» Complete the following
- 1) Using the forum post below about telling background noise from speech in Swift, decide whether each statement agrees with it: (a) the poster wants someone to explain the code line by line; (b) the second demo produced a larger gap in values between background noise and a speaking voice; (c) the poster already has experience working with audio data. Answer yes or no for each, quoting the words of the post that decide it.
- 2) Carry on the forum post below about measuring voice volume in Swift from the point where it stops.

» Document section
Am trying to distinguish the differences in volumes between background noise, and someone speaking in Swift.
Previously, I had come across a tutorial which had me looking at the power levels in each channel. It come out as the code listed in Sample One which I called within the installTap closure. It was ok, but the variance between background and the intended voice to record, wasn't that great. Sure, it could have been the math used to calculate it, but since I have no experience in audio data, it was like reading another language.
Then I came across another demo. It's code was much simpler, and the difference in values between background noise and speaking voice was much greater, therefore much more detectable. It's listed here in Sample Two, which I also call within the installTap closure.
My issue here is wanting to understand what is happening in the code. In all my experiences with other languages, voice was something I never dealt with before, so this is way over my head.
Not looking for someone to explain this to me line by line. But if someone could let me know where I can find decent documentation so I can better grasp what is going on, I would appreciate it.
Thank you
Sample One
func audioMetering(buffer:AVAudioPCMBuffer) {
// buffer.frameLength = 1024
let inNumberFrames:UInt = UInt(buffer.frameLength)
if buffer.format.channelCount > 0 {
let samples = (buffer.floatChannelData![0])
var avgValue:Float32 = 0
vDSP_meamgv(samples,1 , &avgValue, inNumberFrames)
var v:Float = -100
if avgValue != 0 {
v = 20.0 * log10f(avgValue)
}
self.averagePowerForChannel0 = (self.LEVEL_LOWPASS_TRIG*v) + ((1-self.LEVEL_LOWPASS_TRIG)*self.averagePowerForChannel0)

» Supplied data
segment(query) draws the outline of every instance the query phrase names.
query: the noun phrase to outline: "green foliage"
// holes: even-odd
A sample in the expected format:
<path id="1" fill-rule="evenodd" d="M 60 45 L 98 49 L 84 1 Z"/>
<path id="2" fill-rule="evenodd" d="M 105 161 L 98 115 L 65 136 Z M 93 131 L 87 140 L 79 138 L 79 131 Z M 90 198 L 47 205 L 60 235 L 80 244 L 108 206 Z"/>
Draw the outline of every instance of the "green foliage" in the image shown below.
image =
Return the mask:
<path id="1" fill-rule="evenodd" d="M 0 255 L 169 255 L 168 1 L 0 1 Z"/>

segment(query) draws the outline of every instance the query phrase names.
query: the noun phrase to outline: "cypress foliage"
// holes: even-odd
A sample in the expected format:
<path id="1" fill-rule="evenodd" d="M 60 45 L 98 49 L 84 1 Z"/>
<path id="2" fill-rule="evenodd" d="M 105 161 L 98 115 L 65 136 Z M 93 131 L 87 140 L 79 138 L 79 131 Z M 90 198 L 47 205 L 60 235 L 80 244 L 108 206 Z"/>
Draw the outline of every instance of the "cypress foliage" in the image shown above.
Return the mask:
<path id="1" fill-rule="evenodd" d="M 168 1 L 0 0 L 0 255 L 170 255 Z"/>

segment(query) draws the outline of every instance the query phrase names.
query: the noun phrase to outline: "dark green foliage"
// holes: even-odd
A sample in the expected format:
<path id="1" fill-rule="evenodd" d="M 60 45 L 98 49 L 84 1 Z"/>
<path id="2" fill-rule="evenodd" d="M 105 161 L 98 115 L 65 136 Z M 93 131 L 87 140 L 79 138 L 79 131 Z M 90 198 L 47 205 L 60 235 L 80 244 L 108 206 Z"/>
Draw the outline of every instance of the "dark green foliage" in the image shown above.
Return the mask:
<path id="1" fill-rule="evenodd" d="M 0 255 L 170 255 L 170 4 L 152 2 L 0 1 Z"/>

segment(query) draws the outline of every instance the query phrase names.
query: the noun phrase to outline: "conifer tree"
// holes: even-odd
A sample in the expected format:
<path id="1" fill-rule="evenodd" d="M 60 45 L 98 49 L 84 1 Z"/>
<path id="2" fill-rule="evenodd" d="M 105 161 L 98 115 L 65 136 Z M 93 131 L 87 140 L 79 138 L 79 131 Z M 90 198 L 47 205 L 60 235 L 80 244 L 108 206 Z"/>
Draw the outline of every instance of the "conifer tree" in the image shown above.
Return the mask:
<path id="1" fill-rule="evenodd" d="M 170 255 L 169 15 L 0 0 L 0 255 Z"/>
==
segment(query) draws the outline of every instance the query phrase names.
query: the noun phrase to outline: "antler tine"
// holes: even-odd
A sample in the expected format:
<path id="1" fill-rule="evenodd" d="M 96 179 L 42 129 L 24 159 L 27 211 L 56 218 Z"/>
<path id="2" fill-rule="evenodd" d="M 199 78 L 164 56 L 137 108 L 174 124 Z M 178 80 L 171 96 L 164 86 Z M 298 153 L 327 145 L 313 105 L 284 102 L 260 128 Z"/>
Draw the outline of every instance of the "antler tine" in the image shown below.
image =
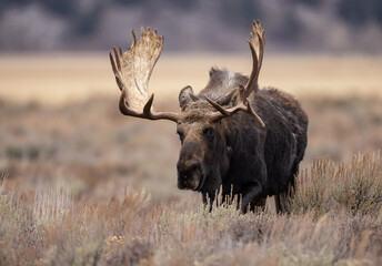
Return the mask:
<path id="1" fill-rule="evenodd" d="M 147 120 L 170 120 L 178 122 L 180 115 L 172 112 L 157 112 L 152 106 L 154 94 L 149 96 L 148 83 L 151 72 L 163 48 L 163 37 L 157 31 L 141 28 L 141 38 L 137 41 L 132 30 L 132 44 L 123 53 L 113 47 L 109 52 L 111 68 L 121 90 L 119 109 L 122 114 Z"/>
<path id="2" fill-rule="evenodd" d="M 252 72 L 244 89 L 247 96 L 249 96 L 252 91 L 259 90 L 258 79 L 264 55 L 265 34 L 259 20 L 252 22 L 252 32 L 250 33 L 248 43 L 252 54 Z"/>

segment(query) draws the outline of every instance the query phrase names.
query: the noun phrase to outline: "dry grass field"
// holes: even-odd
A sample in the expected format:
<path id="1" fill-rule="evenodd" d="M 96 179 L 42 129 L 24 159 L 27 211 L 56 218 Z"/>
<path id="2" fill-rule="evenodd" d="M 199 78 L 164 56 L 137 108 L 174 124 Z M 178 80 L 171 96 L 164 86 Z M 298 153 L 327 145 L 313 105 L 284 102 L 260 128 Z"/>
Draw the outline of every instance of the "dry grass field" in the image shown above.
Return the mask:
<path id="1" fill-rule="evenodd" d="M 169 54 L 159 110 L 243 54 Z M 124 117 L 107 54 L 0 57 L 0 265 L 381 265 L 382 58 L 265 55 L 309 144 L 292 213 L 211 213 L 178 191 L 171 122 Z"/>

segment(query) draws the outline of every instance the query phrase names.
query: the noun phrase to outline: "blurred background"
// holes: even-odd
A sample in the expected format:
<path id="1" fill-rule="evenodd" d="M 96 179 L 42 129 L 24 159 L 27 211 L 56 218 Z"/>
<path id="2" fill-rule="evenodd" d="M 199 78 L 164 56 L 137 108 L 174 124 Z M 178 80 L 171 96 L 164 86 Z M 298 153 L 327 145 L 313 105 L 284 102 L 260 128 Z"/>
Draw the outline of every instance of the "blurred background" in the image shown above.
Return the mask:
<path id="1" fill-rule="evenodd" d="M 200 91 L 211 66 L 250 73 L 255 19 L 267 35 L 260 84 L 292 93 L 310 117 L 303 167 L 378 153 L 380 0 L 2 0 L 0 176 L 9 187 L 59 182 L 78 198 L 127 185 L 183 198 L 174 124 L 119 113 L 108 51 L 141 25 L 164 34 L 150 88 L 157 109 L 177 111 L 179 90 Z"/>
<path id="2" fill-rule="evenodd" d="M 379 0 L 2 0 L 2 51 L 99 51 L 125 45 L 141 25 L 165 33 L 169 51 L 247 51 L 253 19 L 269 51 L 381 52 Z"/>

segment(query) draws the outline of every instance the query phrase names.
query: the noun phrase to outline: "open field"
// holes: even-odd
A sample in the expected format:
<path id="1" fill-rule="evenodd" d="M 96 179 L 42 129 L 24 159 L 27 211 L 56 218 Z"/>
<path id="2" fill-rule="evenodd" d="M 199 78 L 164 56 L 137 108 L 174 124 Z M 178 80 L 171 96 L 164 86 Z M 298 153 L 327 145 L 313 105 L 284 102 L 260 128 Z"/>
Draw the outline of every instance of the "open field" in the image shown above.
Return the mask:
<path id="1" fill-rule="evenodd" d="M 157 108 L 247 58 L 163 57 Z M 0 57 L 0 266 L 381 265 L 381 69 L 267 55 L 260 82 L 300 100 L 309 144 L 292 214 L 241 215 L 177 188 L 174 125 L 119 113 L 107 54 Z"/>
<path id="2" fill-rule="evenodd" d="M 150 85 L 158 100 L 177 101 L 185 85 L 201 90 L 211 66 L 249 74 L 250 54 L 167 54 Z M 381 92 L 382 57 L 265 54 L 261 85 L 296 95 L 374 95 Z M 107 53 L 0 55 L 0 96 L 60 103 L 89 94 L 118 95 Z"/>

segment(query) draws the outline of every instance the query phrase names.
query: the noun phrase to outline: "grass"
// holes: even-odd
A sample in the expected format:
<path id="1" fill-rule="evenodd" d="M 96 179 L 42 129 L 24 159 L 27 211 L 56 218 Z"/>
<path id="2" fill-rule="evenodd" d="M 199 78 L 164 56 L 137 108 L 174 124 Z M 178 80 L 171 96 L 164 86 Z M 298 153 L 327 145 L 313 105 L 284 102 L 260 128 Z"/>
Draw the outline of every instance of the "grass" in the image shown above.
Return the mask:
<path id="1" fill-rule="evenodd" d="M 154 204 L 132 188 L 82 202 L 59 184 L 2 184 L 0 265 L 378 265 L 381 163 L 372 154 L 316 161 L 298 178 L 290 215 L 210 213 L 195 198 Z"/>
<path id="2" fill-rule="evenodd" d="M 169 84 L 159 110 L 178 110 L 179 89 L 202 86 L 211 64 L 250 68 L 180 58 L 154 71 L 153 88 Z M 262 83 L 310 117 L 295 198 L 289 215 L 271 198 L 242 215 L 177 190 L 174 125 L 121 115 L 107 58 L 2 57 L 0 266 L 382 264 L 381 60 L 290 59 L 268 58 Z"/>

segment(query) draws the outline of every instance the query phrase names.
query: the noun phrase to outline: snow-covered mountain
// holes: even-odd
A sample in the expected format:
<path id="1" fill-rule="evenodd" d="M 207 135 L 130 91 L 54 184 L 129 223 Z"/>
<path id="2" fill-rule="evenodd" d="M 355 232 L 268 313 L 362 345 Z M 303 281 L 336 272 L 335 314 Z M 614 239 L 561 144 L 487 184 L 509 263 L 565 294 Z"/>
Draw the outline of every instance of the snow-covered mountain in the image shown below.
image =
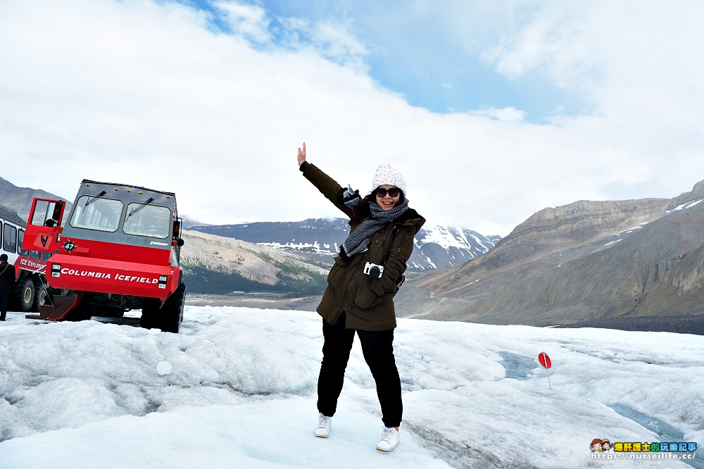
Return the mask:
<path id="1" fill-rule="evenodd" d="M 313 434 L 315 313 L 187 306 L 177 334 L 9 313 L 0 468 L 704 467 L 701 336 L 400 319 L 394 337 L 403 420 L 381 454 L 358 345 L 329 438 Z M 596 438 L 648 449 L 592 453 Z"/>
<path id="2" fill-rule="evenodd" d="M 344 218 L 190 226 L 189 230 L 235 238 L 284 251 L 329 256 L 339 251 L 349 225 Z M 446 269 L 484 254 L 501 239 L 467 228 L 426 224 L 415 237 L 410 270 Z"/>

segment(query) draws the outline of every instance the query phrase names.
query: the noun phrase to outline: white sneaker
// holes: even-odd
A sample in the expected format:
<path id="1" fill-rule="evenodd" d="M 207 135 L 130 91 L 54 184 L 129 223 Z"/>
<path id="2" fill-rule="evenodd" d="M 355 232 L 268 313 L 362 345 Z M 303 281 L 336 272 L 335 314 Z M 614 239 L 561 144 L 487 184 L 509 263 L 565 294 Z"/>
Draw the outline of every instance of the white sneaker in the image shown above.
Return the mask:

» Solved problems
- 1)
(a) No: "Not looking for someone to explain this to me line by line."
(b) Yes: "the difference in values between background noise and speaking voice was much greater"
(c) No: "since I have no experience in audio data"

- 2)
self.averagePowerForChannel1 = self.averagePowerForChannel0
}
if buffer.format.channelCount > 1 {
let samples = buffer.floatChannelData![1]
var avgValue:Float32 = 0
vDSP_meamgv(samples, 1, &avgValue, inNumberFrames)
var v:Float = -100
if avgValue != 0 {
v = 20.0 * log10f(avgValue)
}
self.averagePowerForChannel1 = (self.LEVEL_LOWPASS_TRIG*v) + ((1-self.LEVEL_LOWPASS_TRIG)*self.averagePowerForChannel1)
}
}
Sample Two
private func getVolume(from buffer: AVAudioPCMBuffer, bufferSize: Int) -> Float {
guard let channelData = buffer.floatChannelData?[0] else {
return 0
}
let channelDataArray = Array(UnsafeBufferPointer(start:channelData, count: bufferSize))
var outEnvelope = [Float]()
var envelopeState:Float = 0
let envConstantAtk:Float = 0.16
let envConstantDec:Float = 0.003
for sample in channelDataArray {
let rectified = abs(sample)
if envelopeState < rectified {
envelopeState += envConstantAtk * (rectified - envelopeState)
} else {
envelopeState += envConstantDec * (rectified - envelopeState)
}
outEnvelope.append(envelopeState)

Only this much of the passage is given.